**ЗАДАНИЯ К ВЫПОЛНЕНИЮ**:
**A)** Согласуются ли с отрывком о физике и других науках следующие утверждения? На каждое ответьте «да» или «нет» и дословно приведите слова отрывка, которые это решают.
(i) Математику авторы относят к естественным наукам.
(ii) Химическую теорию подытожила периодическая система Менделеева.
(iii) В главе подробно разбирается связь физики с техникой и промышленностью.
**B)** Перепишите из отрывка о физике и других науках всё, начиная со слов «Глава 3 ФИЗИКА» и до слов «играет основную роль.» включительно.

**ФРАГМЕНТ ТЕКСТА**:
-*-
Глава 3 ФИЗИКА И ДРУГИЕ НАУКИ

§ 1. Введение

Физика – это самая фундаментальная из всех наук, самая всеобъемлющая; огромным было ее влияние на все развитие науки. Действительно, ведь нынешняя физика вполне равноценна давнишней натуральной философии, из которой возникло большинство современных наук. Не зря физику вынуждены изучать студенты всевозможных специальностей; во множестве явлений она играет основную роль.

В этой главе мы попытаемся рассказать, какого рода фундаментальные проблемы встают перед соседними науками. Жаль, что нам не придется по–настоящему заняться этими науками, их проблемами; мы не сможем прочувствовать всю их сложность, тонкость и красоту. Из–за нехватки места мы не коснемся также связи физики с техникой, с промышленностью, с общественной жизнью и военным искусством. Даже на замечательной связи, объединяющей физику с математикой, мы не задержимся. (Математика, с нашей точки зрения, не наука в том смысле, что она не относится к естественным наукам. Ведь мерило ее справедливости отнюдь не опыт.) Кстати, не все то, что не наука, уж обязательно плохо. Любовь, например, тоже не наука. Словом, когда какую–то вещь называют не наукой, это не значит, что с нею что–то неладно: просто не наука она, и всё.

§ 2. Химия

Химия испытывает на себе влияние физики, пожалуй, сильней, чем любая другая наука. Когда–то, в свои младенческие годы, когда химия почти целиком сводилась к тому, что мы сейчас называем неорганической химией (т. е. химии веществ, не связанных с живыми телами), когда кропотливым трудом химиков открывались многие химические элементы, их связь друг с другом, изучались их соединения, анализировался состав почвы и минералов, в те годы химия сыграла важную роль в становлении физики. Эти науки взаимодействовали очень сильно: вся теория атомного строения вещества получила основательную поддержку в химическом эксперименте. Химическую теорию, т. е. теорию самих реакций, подытожила периодическая система Менделеева. Она выявила немало удивительных связей между разными элементами – стало ясно, что с чем и как соединяется; все эти правила составили неорганическую химию. Сами они в свою очередь были в конечном счете объяснены квантовой механикой. Стало быть, на самом деле теоретическая химия – это физика. Однако объяснение, даваемое квантовой механикой, – это все–таки объяснение в принципе. Мы уже говорили, что знание шахматных правил – это одно, а умение играть – совсем другое. Можно знать правила, а играть неважно. Точно так же очень и очень непросто точно предсказать, что произойдет в такой–то химической реакции. И все же в самых глубинах теоретической химии лежит квантовая механика.
-*-
**ПРЕДОСТАВЛЕННЫЙ МАТЕРИАЛ**:
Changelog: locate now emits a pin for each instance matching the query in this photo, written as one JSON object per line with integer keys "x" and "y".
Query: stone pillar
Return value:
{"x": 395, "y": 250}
-*-
**ОТВЕТЫ**:
**A)**
(i) Нет: «Математика, с нашей точки зрения, не наука в том смысле, что она не относится к естественным наукам».
(ii) Да: «Химическую теорию, т. е. теорию самих реакций, подытожила периодическая система Менделеева».
(iii) Нет: «Из–за нехватки места мы не коснемся также связи физики с техникой, с промышленностью».

**B)**
Глава 3 ФИЗИКА И ДРУГИЕ НАУКИ

§ 1. Введение

Физика – это самая фундаментальная из всех наук, самая всеобъемлющая; огромным было ее влияние на все развитие науки. Действительно, ведь нынешняя физика вполне равноценна давнишней натуральной философии, из которой возникло большинство современных наук. Не зря физику вынуждены изучать студенты всевозможных специальностей; во множестве явлений она играет основную роль.